## [GOAL OF THE EXERCISE]
Convert the material below, from the line with "the red shorts" up to and including the line with "(1169, 434)", into a JSON list of strings, one string per line, skipping blank lines. Leave the pictures out of the answer.

## [DATA PROVIDED]
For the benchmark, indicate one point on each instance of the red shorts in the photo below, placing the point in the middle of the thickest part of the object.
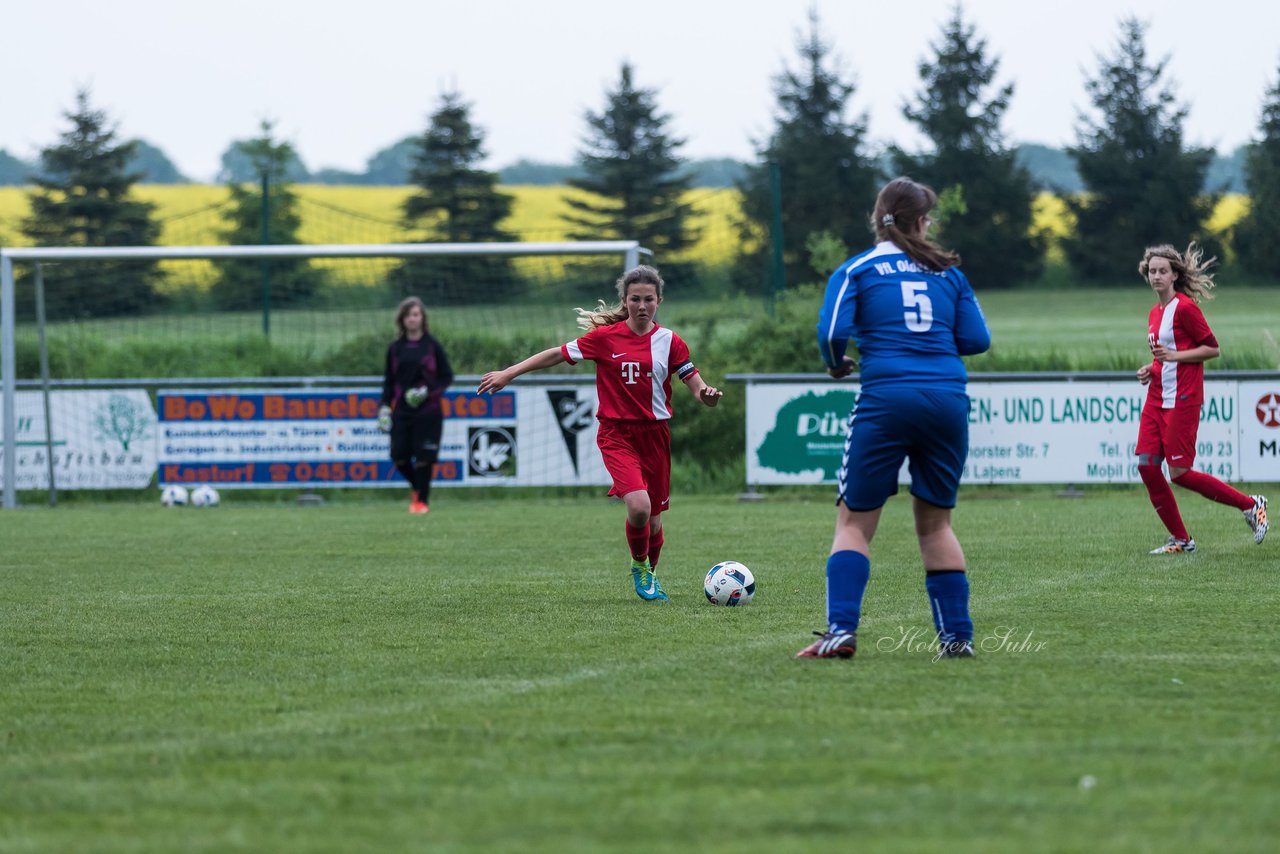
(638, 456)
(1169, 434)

...

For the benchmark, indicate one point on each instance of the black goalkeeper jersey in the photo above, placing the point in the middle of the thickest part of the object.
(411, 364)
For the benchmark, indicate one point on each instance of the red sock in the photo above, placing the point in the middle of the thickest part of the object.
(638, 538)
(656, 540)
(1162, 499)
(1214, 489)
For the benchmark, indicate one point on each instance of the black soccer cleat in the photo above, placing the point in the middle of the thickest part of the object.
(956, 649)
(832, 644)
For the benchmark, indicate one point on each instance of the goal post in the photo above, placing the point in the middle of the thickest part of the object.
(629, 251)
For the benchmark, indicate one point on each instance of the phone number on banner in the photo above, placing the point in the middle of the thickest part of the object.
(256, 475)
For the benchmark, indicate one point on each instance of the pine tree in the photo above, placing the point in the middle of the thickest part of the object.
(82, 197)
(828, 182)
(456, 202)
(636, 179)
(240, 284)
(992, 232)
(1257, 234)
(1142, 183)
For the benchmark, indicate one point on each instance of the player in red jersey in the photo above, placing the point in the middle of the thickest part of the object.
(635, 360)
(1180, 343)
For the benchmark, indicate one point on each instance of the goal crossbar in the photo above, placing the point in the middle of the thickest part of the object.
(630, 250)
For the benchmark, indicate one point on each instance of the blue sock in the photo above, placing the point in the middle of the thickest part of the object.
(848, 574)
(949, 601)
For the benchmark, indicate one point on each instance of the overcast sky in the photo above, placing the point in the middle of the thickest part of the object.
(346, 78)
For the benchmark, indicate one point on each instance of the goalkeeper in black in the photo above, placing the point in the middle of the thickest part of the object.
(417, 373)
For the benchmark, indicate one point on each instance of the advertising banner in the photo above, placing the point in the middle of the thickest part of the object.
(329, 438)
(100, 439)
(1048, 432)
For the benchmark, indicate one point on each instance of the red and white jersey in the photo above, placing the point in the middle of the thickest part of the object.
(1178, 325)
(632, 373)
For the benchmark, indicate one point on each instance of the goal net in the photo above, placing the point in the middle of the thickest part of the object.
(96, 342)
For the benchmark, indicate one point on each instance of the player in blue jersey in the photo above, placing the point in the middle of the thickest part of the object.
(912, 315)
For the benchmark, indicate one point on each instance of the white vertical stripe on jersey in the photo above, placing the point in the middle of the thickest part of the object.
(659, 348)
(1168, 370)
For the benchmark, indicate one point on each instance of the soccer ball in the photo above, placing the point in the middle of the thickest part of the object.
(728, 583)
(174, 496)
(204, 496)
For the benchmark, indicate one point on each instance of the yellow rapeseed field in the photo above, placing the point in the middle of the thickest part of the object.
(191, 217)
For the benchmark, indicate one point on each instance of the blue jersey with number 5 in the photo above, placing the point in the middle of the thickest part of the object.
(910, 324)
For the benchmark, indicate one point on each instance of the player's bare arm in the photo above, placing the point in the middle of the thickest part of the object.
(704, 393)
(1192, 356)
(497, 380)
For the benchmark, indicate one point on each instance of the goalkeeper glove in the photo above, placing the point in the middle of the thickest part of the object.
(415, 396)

## [WRITTEN ANSWER]
[
  "For the benchmark, indicate one point on each instance of the red shorts in the photo below, placing the point in the middle of the thickest part of the object.",
  "(638, 456)",
  "(1169, 434)"
]